* SOURCE DOCUMENT *
· · · ·
Documentary on Fanya Gottesfeld Heller focuses on the relationships she developed speaking in
inner-city schools about her wartime experience.
The first time Holocaust survivor Fanya Gottesfeld Heller told her story at Pacific High School, an alternative public school in downtown Brooklyn, she jumped every time a school bell sounded. The students, mostly black and Latino, all from low-income and troubled homes, noticed.
And all understood. Some 70 years after she came under Nazi rule as a young teen in her native Ukraine, and some 50 years after she immigrated to the United States, part of her is still that frightened adolescent.
“It brought [her earlier suffering] home,” said Susan Cohen, a retired English teacher who in 1991 began the school’s Holocaust curriculum that first invited Heller as a guest speaker a decade ago.
Since then, Heller, who has made a late-in-life career as an author and public speaker, has returned every year. In Pacific High School, like in the many settings she visits to describe her life in hiding from the Nazis, she forms a bond with the teenagers, many of them victims of poverty, homelessness and abuse.
The students at Pacific have failed in traditional high schools. The bond between Heller and the high school’s students is a subplot of “Teenage Witness: The Fanya Gottesfeld Heller Story,” a documentary — based on her 2005 autobiography “Love in a World of Sorrow” (Devora Publishing) — that premiered in April on PBS and was screened on Monday at the high school.
In a dark basement gymnasium, two-dozen past and present Pacific High School students, sitting on aluminum bleachers, watched the documentary in silence as Heller, sitting on a chair at the side, watched the students while wiping away tears.
This week’s screening was, at Heller’s request, one of the first public viewings of the documentary. “She wanted it in the school, with her students,” Cohen said.
The documentary, produced by Nikki Silver, Orly Wiseman and Ed Wiseman, and narrated by Richard Gere, weaves together historical footage with Heller’s speeches at the school over a two-year period. On camera, the classes turn into counseling sessions, the teens sharing their lives of pain and deprivation, and Heller, now 85, advising them on how to persevere.
The intergenerational bond was evident in the high school gym.
After the documentary ended, the teens, most towering over Heller, came up to hug her. They were dressed in shorts and dresses, hoodies and dress jackets.
“I love this woman,” said Narell Hunt, a Pacific High School graduate, standing at a podium next to the screen. Now a sophomore at City Technical College, she is studying for a career in forensic psychology.
Hunt, 21, has spent much of her life living in homeless shelters. “I was angry about my situation,” she said. Until she met Heller.
“She was happy,” Hunt said of the survivor. “That was amazing.” Heller’s ability “to see joy” despite suffering changed Hunt’s outlook, she said.
“Each and every student here has been through something — we all had the feeling of being abandoned,” said Hunt, who brought her 4-year-old daughter, Nia, to the event.
Had she not met Heller, she said, “I probably would have dropped out of school.
“All the students,” she said, “felt that way.”
· · · ·
* STUDY MATERIAL *
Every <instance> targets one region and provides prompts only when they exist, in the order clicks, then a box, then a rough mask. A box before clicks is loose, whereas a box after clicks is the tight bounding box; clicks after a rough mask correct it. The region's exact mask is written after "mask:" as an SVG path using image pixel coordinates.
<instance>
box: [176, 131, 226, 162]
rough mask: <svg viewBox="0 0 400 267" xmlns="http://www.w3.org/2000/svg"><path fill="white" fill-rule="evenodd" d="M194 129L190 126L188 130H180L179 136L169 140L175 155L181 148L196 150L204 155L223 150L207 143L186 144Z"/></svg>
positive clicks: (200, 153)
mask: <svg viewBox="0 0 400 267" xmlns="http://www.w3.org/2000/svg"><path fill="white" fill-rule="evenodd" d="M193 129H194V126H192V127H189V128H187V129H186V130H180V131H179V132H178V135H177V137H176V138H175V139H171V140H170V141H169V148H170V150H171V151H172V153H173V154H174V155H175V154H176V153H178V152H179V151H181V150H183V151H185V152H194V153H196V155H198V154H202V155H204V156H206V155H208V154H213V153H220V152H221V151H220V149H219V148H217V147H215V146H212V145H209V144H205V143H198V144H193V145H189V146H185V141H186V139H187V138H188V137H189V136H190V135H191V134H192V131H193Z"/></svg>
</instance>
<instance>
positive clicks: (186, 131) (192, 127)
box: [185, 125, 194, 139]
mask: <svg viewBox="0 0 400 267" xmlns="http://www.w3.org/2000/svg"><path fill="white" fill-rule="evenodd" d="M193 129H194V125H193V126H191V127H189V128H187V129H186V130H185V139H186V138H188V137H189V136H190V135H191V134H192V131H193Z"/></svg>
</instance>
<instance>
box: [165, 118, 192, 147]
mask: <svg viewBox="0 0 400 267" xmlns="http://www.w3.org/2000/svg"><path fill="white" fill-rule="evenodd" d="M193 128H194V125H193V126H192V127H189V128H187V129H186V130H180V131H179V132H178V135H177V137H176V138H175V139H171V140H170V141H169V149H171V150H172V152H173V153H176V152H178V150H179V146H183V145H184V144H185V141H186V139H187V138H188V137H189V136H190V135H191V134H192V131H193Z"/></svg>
· · · ·
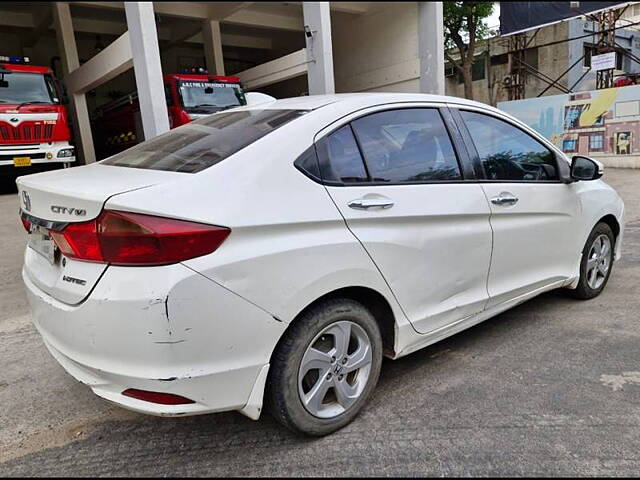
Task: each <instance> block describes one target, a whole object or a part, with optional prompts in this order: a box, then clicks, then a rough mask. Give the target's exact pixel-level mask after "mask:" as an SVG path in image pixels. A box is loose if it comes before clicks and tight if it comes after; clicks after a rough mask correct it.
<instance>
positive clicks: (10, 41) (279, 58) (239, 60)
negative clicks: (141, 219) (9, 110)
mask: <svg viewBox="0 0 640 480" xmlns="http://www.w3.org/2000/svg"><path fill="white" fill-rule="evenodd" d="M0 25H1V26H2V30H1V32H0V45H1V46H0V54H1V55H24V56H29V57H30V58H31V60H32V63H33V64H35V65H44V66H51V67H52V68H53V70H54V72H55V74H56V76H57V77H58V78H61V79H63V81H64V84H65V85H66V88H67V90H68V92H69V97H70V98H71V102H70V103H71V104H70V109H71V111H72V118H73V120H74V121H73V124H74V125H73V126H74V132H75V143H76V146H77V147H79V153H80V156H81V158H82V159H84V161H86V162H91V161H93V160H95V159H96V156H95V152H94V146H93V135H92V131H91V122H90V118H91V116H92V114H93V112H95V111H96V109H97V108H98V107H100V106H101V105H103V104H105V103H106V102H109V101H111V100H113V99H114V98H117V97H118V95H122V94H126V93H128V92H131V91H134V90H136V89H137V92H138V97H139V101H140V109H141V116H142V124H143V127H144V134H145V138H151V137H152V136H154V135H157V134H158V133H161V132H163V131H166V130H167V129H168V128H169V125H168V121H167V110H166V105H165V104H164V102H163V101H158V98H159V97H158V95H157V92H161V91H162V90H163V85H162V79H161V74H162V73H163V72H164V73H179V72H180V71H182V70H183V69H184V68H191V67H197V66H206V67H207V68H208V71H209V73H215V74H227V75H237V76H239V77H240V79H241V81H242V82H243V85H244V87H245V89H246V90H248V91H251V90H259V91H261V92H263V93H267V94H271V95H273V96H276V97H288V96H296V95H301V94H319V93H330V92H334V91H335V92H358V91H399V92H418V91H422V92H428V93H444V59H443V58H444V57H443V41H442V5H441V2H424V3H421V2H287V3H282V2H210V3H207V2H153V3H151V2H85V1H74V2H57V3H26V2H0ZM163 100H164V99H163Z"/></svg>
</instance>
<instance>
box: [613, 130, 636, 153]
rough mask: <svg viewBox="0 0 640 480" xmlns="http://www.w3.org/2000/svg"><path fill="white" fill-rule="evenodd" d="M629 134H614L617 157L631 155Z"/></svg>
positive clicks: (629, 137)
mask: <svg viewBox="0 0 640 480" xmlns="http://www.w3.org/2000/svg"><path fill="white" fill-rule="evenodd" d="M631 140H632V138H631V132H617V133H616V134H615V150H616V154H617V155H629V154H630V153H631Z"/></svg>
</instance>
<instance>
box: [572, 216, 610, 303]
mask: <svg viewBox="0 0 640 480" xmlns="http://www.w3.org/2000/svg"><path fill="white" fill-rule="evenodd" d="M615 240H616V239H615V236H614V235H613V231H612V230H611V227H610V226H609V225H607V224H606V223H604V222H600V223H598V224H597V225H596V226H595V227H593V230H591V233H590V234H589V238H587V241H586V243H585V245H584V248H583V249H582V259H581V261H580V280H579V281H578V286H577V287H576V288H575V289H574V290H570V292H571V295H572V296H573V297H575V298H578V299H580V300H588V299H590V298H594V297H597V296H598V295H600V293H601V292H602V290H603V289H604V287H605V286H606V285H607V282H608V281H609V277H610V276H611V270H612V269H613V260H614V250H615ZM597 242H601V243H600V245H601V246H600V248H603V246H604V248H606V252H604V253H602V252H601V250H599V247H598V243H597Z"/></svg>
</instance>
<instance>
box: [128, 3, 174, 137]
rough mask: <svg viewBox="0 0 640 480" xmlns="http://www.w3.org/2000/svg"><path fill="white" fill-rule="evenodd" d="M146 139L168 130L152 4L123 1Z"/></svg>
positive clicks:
· · · ·
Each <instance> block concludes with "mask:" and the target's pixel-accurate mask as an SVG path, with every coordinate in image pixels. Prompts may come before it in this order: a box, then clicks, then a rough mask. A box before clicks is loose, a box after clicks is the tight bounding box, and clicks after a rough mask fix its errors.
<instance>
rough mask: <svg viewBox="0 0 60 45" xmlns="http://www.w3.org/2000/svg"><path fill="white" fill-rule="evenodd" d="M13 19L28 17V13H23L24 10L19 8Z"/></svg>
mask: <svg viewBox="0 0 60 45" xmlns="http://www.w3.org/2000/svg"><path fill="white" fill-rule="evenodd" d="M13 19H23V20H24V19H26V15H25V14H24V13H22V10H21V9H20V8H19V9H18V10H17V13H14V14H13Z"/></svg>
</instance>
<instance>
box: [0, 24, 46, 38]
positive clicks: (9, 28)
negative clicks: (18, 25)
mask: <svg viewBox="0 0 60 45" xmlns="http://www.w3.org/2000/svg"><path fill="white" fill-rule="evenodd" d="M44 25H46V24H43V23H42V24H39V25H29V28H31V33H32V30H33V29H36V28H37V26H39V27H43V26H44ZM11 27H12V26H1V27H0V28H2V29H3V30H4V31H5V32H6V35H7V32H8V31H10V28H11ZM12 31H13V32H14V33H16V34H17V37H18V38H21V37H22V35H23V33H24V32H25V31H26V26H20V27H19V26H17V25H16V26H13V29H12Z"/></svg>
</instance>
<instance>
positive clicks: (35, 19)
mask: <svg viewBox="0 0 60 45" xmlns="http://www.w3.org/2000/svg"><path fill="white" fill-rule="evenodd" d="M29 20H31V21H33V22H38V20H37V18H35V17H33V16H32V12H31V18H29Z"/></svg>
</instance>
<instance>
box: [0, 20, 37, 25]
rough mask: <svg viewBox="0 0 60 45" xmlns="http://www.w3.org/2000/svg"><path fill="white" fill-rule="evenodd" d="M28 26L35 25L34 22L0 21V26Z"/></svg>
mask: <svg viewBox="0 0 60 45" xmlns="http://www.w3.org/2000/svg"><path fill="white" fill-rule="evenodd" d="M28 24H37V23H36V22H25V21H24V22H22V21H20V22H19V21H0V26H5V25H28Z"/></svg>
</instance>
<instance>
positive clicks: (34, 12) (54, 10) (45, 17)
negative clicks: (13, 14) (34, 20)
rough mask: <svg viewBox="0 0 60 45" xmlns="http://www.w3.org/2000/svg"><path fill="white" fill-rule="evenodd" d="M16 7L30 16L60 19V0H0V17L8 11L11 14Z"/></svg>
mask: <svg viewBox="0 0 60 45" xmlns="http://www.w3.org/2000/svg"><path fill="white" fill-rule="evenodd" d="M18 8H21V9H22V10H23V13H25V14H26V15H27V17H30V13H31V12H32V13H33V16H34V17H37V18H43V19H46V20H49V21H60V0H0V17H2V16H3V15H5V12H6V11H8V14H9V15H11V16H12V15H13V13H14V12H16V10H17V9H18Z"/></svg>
· · · ·
* DIRECTIONS *
Extend the article above about the documentary on Fanya Gottesfeld Heller, starting right after its final sentence.

* ANSWER BOX *
“I was like you. I have scars,” Heller told the rapt students. “I was lucky,” she said. She survived the Shoah, raised a family and became a philanthropist.
Her advice: “You can’t be a bystander in your life. Go to school. Pick yourselves up.”
The kids applauded.
“I’m kvelling,” Heller said. Then she explained the Yiddish term for getting pride — usually from one’s family, in her case, from her extended family.
Pacific High School is commonly known as a “second-chance” institution; for many students, it’s their second or third chance to complete their academic requirements before dropping out of school.
“You have touched their lives,” City Councilmember Sara Gonzalez, a guest at Monday’s event, told Heller.
From Heller’s first appearance at the school, the students were “so receptive to her,” said Cohen, who introduced a “Literature of the Persecuted” elective course at the school and brought in survivors as guest speakers to supplement an initial study of “The Diary of Anne Frank.”
From the first day, the students called Heller “Fanya.”
“There’s no ‘Mrs. Heller,’” said Cohen, who continues to work at the school as a part-time testing coordinator. “Fanya has a special gift for reaching across the generations and touching hearts.”
Each year, Cohen said, Heller talks openly about subjects ranging from rape to hiding for one’s life. “The students asked outrageous questions. She answered everything.”
They listen, Cohen said, because Heller “went through hell and emerged.”
“They find out that I’m real,” Heller said.
She started discussing her wartime experiences about 20 years ago, often in non-Jewish, inner-city settings. “Each school, the same speech,” she said. “Each school, the same reaction.”
In one prep school, she said, a student asked what is was like to feel hunger pangs.
In places like Pacific High School, she said, no one asks. “They understand. They know how it is to be hungry.”
Despite the apparent difference in age and ethnicity, “there’s a lot in common,” Heller said.
“When I come in,” she said, “they put a face to [another group’s] suffering.”
As originally designed, “Teenage Witness” was to focus on Heller’s life. Pacific High School became a prominent part of the documentary after the producers watched one of Heller’s speeches there and observed the chemistry between her and the students.
“It was an amazing connection,” producer Nikki Silver said. “They locked into her.”
She read Heller’s book a few years ago and decided Heller’s survival was the perfect subject for a documentary.
“We wanted to tell Fanya’s story,” she said, “but to tell Fanya’s story is to tell her story of today — how do we keep stories of the Holocaust alive?”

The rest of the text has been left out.